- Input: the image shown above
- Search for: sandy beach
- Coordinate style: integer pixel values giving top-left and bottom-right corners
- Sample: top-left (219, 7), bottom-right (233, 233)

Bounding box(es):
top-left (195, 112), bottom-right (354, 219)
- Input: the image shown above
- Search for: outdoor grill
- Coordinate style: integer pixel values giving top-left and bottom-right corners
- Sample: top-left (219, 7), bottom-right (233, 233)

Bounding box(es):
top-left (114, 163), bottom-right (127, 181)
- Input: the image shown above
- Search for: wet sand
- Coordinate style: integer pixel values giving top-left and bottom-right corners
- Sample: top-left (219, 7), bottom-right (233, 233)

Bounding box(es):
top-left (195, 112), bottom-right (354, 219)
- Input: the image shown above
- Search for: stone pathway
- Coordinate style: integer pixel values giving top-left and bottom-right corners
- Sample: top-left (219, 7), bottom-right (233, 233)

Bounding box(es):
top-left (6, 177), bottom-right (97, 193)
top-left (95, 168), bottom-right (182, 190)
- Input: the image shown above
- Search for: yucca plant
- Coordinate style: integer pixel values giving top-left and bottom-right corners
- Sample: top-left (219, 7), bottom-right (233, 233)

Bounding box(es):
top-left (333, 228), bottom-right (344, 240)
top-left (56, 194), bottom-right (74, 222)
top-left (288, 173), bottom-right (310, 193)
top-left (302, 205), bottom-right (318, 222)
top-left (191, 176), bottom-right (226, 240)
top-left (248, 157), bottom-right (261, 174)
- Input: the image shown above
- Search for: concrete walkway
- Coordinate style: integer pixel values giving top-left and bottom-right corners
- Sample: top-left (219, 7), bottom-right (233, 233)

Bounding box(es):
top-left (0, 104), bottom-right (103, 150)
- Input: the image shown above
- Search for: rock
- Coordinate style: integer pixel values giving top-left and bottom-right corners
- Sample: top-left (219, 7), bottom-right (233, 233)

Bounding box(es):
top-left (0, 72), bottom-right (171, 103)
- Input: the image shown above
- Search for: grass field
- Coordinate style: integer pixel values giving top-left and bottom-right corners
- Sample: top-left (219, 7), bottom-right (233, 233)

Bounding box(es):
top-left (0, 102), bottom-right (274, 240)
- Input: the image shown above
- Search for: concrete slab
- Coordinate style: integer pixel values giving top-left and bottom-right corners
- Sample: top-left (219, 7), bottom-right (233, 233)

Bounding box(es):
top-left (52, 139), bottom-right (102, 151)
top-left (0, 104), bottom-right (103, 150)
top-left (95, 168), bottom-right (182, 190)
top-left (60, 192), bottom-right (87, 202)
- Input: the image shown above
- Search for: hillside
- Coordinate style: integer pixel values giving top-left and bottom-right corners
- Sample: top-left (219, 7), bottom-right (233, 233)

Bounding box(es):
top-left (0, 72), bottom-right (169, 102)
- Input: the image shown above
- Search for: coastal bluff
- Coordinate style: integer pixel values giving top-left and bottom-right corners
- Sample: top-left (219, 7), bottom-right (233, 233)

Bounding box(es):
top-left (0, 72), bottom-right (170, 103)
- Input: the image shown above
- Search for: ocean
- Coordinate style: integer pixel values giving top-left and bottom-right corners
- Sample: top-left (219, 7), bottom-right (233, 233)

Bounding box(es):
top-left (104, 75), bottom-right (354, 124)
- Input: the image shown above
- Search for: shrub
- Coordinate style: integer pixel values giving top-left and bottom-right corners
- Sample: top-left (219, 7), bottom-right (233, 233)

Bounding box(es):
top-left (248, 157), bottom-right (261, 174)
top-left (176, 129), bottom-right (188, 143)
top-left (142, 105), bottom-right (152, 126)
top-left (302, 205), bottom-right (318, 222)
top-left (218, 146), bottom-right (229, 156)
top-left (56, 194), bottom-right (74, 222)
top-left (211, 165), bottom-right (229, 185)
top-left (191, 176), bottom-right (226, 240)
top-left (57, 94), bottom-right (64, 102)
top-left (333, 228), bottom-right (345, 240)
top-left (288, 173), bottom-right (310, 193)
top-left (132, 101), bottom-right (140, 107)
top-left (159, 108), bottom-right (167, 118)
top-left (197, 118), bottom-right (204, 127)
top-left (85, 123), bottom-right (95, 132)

**Work to do**
Please locate every line in the items above that contains the string "concrete", treating case as significant, and copy each of those lines.

**Worked solution**
- Search for: concrete walkway
- Search for: concrete slab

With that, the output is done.